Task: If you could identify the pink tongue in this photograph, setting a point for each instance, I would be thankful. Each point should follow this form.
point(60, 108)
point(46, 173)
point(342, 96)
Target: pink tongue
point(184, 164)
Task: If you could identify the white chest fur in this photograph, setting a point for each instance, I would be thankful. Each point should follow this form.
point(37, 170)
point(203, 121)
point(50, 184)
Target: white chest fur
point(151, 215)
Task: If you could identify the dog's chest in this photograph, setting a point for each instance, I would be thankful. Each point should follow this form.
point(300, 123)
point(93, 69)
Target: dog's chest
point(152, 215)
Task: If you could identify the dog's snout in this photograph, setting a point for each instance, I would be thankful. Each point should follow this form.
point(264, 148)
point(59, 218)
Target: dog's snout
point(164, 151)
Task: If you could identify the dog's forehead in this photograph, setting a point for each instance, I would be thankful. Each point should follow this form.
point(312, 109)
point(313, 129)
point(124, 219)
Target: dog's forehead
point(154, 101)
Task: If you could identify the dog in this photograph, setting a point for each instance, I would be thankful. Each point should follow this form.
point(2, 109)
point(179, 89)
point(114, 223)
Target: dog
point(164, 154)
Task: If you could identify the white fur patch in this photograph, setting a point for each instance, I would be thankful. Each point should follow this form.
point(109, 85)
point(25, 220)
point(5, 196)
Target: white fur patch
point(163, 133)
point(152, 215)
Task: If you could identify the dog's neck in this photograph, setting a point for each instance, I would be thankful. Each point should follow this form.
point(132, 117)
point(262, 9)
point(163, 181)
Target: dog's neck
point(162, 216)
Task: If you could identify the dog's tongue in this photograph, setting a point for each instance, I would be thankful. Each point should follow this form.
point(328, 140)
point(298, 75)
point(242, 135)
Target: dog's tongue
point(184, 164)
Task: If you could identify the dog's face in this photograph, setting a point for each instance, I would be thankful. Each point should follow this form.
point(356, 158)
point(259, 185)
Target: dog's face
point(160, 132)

(REQUIREMENTS) Restate every entry word for word.

(RESULT)
Task: If you could identify the pink tongue in this photograph, setting a point for each instance, I would be thankful. Each point should follow this form.
point(60, 108)
point(46, 173)
point(342, 96)
Target: pink tongue
point(184, 164)
Task: If you could identify the white chest fur in this photograph, setting a point for each instance, I would be thankful. Each point should follow this form.
point(37, 170)
point(203, 121)
point(50, 184)
Target: white chest fur
point(151, 215)
Task: If you could identify the dog's chest in this photograph, setting a point for each instance, I would be thankful. Each point should follow this form.
point(300, 123)
point(93, 69)
Target: dog's chest
point(152, 215)
Task: If you could identify the dog's snout in this photograph, setting a point for each instance, I would be thankful. Each point should follow this form.
point(264, 148)
point(59, 218)
Target: dog's snout
point(164, 151)
Task: If you could identify the dog's forehead in this photograph, setting a point for each instance, I would be thankful. Each point should follow this form.
point(312, 109)
point(313, 129)
point(124, 219)
Target: dog's forehead
point(154, 101)
Task: If you could identify the dog in this photograph, setting a point for each instance, I would be thankful. Each point should follow this form.
point(2, 109)
point(179, 89)
point(114, 223)
Target: dog
point(164, 154)
Task: If you could identify the white fur patch in this photograph, setting a point for each instance, I would be thankful. Each point should follow this form.
point(109, 85)
point(25, 220)
point(5, 196)
Target: white fur patch
point(163, 133)
point(152, 215)
Task: If you could identify the dog's neck in this photograph, setting a point for each instance, I would be thankful. Each point should follow this form.
point(132, 117)
point(262, 9)
point(163, 181)
Target: dog's neck
point(162, 216)
Task: If you could identify the dog's tongue in this photograph, setting a point for each instance, I would be thankful. Each point should follow this form.
point(328, 140)
point(298, 75)
point(242, 135)
Target: dog's tongue
point(184, 164)
Task: If you could identify the dog's face in this photograph, setting a point for each instance, I would be thankful. Each point should follow this form.
point(356, 158)
point(259, 185)
Target: dog's face
point(160, 132)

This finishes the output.